#### [Aufgabenstellung]
1. Geben Sie einen Abschnitt aus dem Kommentar zu Mt 24,29–30 wörtlich wieder. Setzen Sie bei den Worten „Problem: Dass sich“ ein und hören Sie nach „Menschensohns am Himmel.“ auf.
2. Knüpfen Sie an das Ende des Kommentars zu Mt 24,29–30 an und führen Sie ihn weiter.

#### [Untersuchter Text]

------------------------------------------------------------

Mt 24,29 Sogleich aber nach der Bedrängnis jener Zeit wird die
Sonne sich verfinstern und der Mond seinen Schein verlieren, und die Sterne werden vom Himmel fallen,
und die Kräfte der Himmel werden ins Wanken kommen. Mt 24,29;
Die Verfinsterung der Gestirne, welche der Herr als Vorzeichen seiner Ankunft
prophezeit, werden mit den ähnlichen atl. Stellen in Jes 13,9-10; Jes 34,4; Amos 8,9 und Hes 32,7-8
in Zusammenhang gebracht und daraus gefolgert, nachdem auch diese Prophezeiungen sich real nicht
ereignet hätten, wäre auch diese Prophezeiung des Herrn nicht real zu interpretieren.
Vielmehr sei dies im "poetischen Sinne" zu verstehen und diese Bildsprache bedeutet (S 24):
"Das Licht Israels wird ausgelöscht werden; die Bundesnation wird
aufhören zu bestehen. Wenn die Trübsal vorüber ist, wird es das alte Israel nicht mehr geben."
Problem: Dass sich diese, mit Mt 24,29 fast identischen atl. Prophezeiungen
noch nicht erfüllt haben, ist schlicht und einfach darauf zurückzuführen, dass sie sich alle auf
ein und dasselbe Ereignis – in der Zukunft – beziehen und demnach erst erfüllen werden. Des
weiteren wäre es eine, in der Schrift völlig unbekannte Unverhältnismäßigkeit, hier konkrete
Aussagen über Sonne, Mond und Sterne und die Kräfte der Himmel symbolisch zu werten und sie auf
ein kleines Volk – wenn auch Israel – zu beziehen.
(Siehe auch Kapitel 04: "Die große Finsternis.")
Und dann wird erscheinen das Zeichen des Menschensohns am Himmel.
Mt 24,30 Und dann wird erscheinen das Zeichen des Menschensohns am
Himmel. Und dann werden wehklagen alle Geschlechter auf Erden und werden sehen den Menschensohn
kommen auf den Wolken des Himmels mit großer Kraft und Herrlichkeit. Mt 24,30;
Nachdem der Herr im ersten Jahrhundert nicht sichtbar "am" Himmel erschienen
ist, wird hier argumentiert, dass das "am" eigentlich "im" heißen sollte und aufgrund
dessen der Text lauten muss:
"Und dann wird erscheinen das Zeichen des Sohnes des Menschen im
Himmel"

------------------------------------------------------------

#### [Erfasste Daten]
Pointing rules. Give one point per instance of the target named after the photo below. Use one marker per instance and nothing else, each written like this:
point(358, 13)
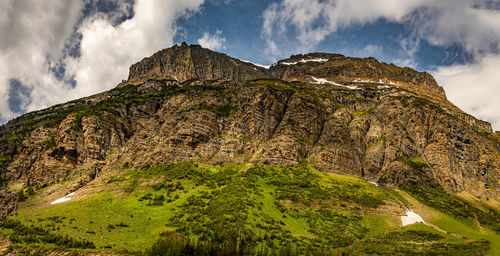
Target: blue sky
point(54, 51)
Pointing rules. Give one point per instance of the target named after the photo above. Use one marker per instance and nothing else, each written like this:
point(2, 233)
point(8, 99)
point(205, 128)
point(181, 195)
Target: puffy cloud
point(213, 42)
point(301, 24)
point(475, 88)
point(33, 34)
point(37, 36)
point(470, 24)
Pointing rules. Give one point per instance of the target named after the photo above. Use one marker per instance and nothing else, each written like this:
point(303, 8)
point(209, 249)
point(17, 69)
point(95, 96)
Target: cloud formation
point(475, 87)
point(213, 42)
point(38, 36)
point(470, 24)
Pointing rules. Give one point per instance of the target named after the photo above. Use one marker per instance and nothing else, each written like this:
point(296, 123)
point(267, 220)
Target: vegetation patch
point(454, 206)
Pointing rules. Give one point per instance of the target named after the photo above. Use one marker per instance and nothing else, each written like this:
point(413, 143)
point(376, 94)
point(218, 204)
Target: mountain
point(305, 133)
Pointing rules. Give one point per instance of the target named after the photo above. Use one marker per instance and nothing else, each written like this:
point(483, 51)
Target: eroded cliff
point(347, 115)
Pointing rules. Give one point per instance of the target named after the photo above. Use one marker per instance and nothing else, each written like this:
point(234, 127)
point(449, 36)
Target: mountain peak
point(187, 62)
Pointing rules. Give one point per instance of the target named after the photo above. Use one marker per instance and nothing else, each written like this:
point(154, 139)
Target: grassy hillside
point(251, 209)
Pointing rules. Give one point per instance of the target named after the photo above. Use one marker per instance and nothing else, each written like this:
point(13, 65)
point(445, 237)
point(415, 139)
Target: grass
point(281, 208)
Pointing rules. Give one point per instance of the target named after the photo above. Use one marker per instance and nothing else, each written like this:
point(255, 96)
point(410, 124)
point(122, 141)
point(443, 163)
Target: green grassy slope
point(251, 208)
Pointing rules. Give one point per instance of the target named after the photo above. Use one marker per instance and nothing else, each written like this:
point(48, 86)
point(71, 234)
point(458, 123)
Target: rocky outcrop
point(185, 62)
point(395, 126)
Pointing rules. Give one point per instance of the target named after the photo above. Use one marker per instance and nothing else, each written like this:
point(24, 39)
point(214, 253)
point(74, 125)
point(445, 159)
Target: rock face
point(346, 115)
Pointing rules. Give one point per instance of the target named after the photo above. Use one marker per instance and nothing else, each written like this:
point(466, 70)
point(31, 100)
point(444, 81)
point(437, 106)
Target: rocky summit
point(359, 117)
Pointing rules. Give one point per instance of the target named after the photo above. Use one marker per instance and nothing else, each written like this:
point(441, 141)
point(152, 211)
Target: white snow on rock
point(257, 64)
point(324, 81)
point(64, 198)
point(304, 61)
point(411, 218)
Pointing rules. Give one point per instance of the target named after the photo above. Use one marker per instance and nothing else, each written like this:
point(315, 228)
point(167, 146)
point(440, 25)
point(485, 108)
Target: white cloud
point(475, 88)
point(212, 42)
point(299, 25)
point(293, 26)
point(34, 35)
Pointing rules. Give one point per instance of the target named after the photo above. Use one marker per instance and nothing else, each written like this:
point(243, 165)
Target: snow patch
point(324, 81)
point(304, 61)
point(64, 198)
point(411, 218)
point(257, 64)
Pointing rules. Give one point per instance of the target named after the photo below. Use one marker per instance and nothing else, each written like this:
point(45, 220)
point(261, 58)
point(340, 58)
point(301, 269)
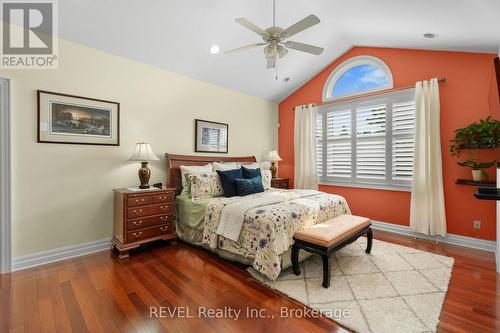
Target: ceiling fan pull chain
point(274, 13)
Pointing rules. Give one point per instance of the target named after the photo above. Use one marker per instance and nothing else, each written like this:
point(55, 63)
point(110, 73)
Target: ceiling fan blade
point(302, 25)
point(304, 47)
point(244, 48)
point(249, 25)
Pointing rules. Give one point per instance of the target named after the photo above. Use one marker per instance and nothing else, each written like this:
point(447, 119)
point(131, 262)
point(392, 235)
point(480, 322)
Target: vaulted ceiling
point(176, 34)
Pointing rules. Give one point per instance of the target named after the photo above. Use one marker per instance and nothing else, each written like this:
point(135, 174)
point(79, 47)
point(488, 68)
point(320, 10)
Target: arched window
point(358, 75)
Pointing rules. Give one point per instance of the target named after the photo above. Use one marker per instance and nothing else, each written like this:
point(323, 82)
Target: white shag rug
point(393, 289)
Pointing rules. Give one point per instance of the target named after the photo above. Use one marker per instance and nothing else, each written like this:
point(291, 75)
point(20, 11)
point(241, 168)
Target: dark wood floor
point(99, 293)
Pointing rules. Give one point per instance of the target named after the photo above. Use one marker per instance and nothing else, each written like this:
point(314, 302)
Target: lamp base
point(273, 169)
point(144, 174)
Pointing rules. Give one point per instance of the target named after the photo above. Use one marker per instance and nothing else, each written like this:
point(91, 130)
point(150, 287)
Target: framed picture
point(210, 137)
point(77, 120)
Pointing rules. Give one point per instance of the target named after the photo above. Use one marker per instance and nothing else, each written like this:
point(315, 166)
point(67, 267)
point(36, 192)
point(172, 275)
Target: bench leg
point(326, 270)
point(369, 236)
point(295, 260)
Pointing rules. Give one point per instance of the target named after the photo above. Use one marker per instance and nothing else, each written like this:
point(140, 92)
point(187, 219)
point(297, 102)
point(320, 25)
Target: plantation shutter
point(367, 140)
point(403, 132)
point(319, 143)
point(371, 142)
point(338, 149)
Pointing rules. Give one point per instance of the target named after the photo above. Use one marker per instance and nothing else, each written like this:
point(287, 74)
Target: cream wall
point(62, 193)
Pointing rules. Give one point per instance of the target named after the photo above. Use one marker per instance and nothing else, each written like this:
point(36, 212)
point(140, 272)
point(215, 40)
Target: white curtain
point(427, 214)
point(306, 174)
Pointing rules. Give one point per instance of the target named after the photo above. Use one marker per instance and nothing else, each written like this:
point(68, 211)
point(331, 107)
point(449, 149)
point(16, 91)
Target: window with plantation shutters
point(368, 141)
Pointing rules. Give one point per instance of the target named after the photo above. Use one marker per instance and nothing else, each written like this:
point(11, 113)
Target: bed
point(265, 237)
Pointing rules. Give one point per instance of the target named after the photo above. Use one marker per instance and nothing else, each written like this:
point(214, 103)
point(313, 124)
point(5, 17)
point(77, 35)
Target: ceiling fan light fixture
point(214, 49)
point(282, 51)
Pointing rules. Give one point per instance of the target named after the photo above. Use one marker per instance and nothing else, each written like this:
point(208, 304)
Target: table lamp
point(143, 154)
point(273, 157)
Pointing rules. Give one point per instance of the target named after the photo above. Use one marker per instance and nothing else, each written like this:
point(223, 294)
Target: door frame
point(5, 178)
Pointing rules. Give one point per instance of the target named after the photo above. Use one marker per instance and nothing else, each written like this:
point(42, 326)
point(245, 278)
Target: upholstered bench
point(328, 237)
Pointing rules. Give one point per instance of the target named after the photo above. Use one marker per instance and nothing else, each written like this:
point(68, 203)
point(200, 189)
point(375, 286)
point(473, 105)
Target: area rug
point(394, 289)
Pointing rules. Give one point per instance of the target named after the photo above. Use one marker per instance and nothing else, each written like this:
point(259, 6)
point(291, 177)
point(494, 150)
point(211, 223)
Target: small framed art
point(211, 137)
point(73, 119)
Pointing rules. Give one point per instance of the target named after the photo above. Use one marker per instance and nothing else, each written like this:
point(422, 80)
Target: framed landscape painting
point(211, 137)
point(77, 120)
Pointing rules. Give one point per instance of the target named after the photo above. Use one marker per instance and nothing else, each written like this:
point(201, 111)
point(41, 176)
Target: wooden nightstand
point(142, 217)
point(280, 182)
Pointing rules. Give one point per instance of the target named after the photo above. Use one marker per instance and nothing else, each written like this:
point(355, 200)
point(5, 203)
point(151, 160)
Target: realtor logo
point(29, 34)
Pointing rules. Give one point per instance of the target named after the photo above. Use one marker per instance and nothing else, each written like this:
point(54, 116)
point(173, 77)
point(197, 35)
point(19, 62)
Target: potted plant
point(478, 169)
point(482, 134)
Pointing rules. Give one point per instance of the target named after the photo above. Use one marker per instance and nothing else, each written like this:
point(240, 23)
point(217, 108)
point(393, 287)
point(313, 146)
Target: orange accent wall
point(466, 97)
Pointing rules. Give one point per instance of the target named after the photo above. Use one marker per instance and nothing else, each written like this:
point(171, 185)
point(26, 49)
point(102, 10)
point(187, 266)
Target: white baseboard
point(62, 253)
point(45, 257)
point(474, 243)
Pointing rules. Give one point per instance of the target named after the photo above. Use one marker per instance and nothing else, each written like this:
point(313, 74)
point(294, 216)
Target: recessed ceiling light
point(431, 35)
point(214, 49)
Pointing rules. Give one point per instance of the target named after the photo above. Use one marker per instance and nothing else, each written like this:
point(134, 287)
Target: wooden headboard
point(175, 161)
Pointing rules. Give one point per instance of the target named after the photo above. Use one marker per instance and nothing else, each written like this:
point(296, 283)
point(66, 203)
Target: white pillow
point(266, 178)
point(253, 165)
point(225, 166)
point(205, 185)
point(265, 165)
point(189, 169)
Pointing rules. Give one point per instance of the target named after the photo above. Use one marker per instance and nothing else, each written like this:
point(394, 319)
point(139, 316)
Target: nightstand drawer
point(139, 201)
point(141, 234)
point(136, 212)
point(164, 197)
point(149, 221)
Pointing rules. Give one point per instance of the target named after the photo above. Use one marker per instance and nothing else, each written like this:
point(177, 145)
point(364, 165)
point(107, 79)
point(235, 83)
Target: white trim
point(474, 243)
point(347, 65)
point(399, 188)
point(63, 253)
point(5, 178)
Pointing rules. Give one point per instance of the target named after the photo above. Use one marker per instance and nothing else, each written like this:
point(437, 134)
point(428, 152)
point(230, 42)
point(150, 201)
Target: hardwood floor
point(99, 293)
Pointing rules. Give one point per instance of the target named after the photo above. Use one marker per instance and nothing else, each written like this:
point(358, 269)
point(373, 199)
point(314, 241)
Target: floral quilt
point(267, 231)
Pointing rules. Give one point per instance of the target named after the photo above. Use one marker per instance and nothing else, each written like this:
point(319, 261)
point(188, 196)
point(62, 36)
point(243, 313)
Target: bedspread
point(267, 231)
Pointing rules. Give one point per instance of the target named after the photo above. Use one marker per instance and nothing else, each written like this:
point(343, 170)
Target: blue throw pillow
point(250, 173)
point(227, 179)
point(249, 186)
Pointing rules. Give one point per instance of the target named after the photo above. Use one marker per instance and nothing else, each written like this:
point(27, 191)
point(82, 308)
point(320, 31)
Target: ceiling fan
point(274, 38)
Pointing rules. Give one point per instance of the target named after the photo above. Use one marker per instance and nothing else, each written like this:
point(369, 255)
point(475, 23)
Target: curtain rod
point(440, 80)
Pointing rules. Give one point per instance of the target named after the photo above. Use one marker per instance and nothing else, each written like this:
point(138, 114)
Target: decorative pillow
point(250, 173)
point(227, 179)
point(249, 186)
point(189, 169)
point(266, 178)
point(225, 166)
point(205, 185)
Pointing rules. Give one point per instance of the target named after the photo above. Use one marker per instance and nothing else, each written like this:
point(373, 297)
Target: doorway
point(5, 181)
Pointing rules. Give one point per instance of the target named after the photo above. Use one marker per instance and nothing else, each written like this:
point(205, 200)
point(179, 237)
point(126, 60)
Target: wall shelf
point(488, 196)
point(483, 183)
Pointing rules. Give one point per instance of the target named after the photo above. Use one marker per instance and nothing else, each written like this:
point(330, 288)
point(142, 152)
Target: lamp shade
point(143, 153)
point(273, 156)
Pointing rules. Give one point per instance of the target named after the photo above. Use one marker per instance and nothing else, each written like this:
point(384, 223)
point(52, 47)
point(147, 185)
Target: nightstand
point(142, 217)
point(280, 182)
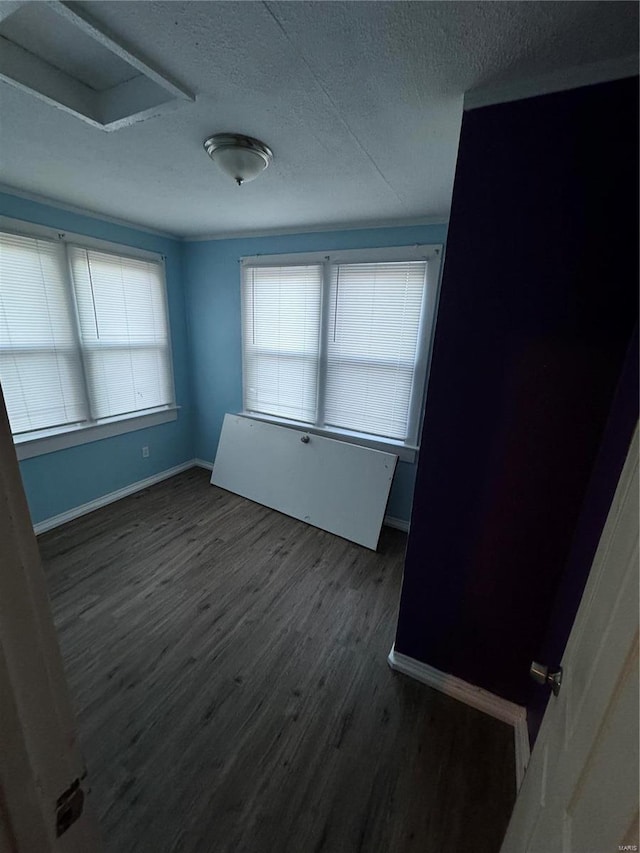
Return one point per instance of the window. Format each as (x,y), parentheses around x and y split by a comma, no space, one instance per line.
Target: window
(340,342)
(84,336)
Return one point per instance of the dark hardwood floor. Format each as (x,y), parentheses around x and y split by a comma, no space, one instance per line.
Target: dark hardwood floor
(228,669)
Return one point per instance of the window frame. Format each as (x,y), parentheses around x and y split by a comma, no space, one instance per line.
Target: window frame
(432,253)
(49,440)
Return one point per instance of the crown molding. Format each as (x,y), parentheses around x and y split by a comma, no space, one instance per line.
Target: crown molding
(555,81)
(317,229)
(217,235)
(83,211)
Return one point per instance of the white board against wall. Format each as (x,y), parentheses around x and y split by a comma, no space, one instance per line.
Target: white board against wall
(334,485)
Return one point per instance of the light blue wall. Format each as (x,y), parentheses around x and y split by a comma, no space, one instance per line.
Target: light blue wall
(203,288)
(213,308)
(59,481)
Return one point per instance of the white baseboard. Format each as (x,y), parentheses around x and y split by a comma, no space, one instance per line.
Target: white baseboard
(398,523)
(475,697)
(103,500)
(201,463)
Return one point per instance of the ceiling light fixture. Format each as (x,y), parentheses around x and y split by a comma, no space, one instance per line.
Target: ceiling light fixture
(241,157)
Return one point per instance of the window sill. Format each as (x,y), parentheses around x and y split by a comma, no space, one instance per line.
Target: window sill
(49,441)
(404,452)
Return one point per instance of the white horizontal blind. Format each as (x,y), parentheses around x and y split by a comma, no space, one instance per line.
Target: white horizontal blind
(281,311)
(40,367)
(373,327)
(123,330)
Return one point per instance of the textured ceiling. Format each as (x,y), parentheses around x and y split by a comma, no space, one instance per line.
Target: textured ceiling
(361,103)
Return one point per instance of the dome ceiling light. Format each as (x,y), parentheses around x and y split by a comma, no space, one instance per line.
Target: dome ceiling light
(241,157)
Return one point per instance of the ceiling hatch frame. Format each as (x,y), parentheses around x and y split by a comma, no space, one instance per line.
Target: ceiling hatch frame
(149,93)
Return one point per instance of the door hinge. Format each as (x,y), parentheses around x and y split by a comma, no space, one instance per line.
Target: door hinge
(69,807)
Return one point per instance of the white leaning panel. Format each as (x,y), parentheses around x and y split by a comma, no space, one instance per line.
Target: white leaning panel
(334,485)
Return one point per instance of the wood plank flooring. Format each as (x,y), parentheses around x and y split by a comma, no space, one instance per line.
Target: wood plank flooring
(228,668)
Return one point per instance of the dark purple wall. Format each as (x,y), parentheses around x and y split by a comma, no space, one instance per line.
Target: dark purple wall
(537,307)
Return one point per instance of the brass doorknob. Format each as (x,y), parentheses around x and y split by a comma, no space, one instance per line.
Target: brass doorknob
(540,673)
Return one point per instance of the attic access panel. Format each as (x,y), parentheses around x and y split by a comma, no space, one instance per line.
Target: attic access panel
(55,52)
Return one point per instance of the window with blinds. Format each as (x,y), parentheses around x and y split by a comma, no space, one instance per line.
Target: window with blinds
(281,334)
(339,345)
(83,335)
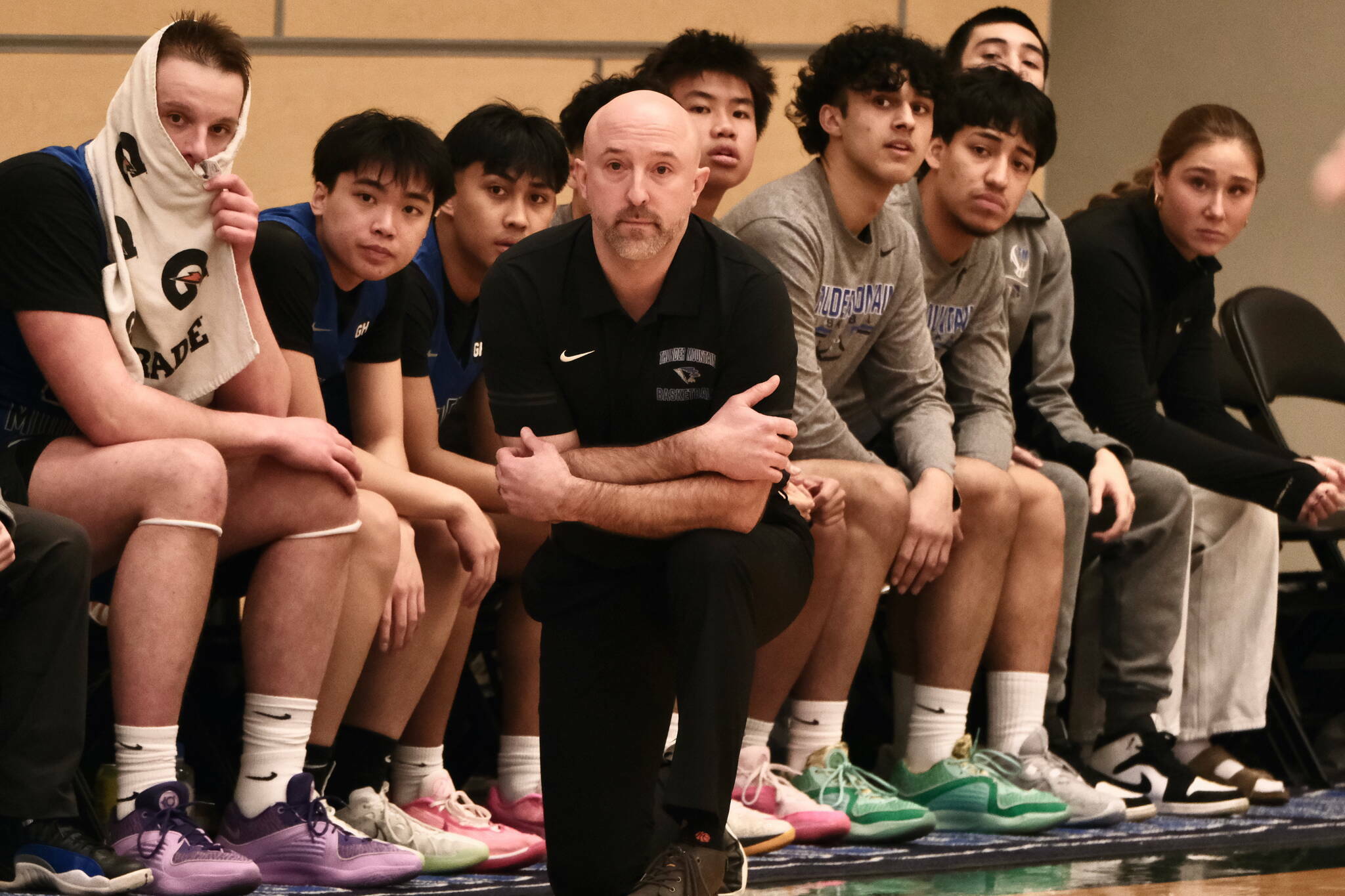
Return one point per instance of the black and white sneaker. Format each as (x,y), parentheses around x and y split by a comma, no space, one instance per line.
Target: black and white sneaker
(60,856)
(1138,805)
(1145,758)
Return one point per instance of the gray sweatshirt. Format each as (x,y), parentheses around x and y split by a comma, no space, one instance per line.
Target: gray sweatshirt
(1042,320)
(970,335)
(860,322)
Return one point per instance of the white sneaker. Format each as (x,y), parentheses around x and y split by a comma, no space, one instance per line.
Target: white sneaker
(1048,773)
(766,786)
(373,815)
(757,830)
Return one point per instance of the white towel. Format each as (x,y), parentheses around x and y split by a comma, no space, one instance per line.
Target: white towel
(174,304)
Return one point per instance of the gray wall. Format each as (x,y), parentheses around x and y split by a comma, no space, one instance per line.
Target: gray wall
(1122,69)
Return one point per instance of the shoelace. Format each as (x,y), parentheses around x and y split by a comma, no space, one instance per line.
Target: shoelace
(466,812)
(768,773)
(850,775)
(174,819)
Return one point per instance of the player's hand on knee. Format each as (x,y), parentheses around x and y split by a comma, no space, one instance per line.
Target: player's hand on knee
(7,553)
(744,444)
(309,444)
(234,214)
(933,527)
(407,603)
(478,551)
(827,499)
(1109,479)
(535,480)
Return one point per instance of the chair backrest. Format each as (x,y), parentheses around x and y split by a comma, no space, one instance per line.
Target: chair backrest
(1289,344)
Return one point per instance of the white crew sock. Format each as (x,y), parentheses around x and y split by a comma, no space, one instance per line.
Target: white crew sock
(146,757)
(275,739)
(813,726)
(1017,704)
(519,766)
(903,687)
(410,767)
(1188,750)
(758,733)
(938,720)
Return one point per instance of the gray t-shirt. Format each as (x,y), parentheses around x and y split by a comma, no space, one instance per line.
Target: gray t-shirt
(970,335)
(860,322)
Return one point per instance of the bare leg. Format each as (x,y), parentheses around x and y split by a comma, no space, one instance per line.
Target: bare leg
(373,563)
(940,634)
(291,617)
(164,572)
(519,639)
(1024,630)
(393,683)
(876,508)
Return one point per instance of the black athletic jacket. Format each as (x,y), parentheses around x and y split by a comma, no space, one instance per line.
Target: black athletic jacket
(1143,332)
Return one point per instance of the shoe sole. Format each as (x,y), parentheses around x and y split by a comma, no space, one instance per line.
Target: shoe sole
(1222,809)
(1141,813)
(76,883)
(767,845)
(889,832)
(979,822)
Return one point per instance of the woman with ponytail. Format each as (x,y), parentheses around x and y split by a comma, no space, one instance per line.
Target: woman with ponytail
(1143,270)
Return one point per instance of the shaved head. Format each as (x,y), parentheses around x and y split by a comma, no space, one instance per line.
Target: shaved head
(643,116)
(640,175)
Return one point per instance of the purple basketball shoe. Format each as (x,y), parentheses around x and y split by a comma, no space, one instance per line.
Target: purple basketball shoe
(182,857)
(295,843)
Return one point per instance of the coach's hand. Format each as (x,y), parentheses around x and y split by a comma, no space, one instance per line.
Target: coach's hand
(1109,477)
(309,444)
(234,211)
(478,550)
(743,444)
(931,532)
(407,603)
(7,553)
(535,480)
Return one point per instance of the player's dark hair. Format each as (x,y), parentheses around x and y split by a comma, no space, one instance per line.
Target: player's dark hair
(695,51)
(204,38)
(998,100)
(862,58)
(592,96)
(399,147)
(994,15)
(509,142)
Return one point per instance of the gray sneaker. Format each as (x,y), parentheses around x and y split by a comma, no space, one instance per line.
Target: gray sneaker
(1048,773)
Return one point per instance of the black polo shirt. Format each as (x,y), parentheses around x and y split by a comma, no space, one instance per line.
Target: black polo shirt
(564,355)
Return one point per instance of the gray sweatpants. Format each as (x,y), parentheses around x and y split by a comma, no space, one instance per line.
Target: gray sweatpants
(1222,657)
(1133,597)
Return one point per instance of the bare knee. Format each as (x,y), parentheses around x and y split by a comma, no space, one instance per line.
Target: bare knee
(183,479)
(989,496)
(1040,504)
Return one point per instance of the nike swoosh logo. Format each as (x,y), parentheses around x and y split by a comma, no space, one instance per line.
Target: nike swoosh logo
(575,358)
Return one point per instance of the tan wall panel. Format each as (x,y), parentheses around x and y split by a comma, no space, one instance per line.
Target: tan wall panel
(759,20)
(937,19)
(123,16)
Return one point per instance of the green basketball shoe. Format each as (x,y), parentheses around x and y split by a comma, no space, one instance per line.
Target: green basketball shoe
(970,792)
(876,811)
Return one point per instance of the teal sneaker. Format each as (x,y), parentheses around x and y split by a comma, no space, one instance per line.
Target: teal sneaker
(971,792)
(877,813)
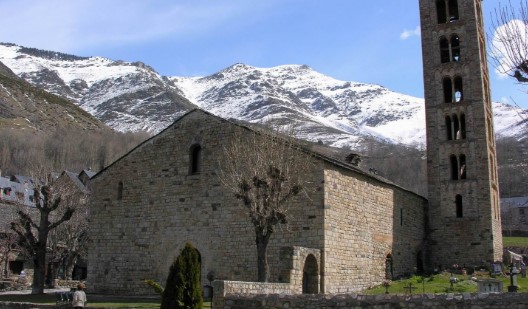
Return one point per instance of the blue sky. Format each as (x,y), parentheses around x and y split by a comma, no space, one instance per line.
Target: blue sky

------------------------------------------------------------

#### [Lösungen pro Eintrag]
1.
Problem: Dass sich diese, mit Mt 24,29 fast identischen atl. Prophezeiungen
noch nicht erfüllt haben, ist schlicht und einfach darauf zurückzuführen, dass sie sich alle auf
ein und dasselbe Ereignis – in der Zukunft – beziehen und demnach erst erfüllen werden. Des
weiteren wäre es eine, in der Schrift völlig unbekannte Unverhältnismäßigkeit, hier konkrete
Aussagen über Sonne, Mond und Sterne und die Kräfte der Himmel symbolisch zu werten und sie auf
ein kleines Volk – wenn auch Israel – zu beziehen.
(Siehe auch Kapitel 04: "Die große Finsternis.")
Und dann wird erscheinen das Zeichen des Menschensohns am Himmel.

2.
Und daraus wird gefolgert, dass (S 24)
"… die Örtlichkeit, von der die Rede ist, ist der geistliche
Himmel, nicht der Himmel im Sinne des Luftraums."
Nun kann das grie. "en" welches hier für "am" steht, im Deutschen sowohl
"am, an" als auch "im, in" bedeuten. Beispiele finden wir hier im NT zuhauf, hier eine kurze
Auswahl:
- am, an: Röm 13,13; 1Kor 5,5; 9,18; 12,18; 2Kor 1,14; 6,2; Gal
3,13 etc. etc,
- im, in: Röm 7,22; 15,17; Eph 3,17; 6,10; 2Kor 1,8; etc. etc.
Die bekanntesten deutschen Übersetzungen (Luther, Elberfelder, Herder,
Jubiläumsbibel) haben daher hier ein "am". Aber auch z. B. die amerikanische New American
Standard Version von 1995 übersetzt hier mit "in the sky", womit der Luftraum und nicht der
geistliche Himmel gemeint ist, wo es dann im Englischen "in heaven" heißen müsste.
Die besten Beispiele, dass dieses "en" beide Bedeutungen hat, sind Off 12, 3 und 12,7. Hier wird
im Griechischen beide Male "en" verwendet. Im ersten Text bedeutet es "am", im zweiten Text
"im"
Und es erschien ein anderes Zeichen am Himmel.
Off 12,3 Und es erschien ein anderes Zeichen am Himmel:
und siehe, ein großer, feuerroter Drache, der sieben Köpfe und zehn Hörner und auf seinen Köpfen
sieben Diademe hatte; Off 12, 3:
Und es entstand ein Kampf im Himmel.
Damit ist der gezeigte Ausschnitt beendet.